RECORD EXCERPTS ::
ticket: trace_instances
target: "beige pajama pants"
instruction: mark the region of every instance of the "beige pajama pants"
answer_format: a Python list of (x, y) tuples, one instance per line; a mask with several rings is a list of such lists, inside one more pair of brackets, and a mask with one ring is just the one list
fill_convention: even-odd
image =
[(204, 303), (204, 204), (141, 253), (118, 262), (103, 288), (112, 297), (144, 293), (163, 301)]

WRITTEN TASK :: Can you retype every one of the records above, character for character, with nothing added or left out?

SOLUTION TO THE EXERCISE ::
ticket: trace_instances
target: "beige pajama pants"
instruction: mark the region of every instance of the "beige pajama pants"
answer_format: a Python list of (x, y) tuples, one instance per line; a mask with several rings is a list of such lists, inside one more pair of brackets, and a mask with one ring is just the one list
fill_convention: even-odd
image =
[(204, 303), (204, 204), (141, 253), (118, 262), (103, 288), (112, 297), (144, 293), (163, 301)]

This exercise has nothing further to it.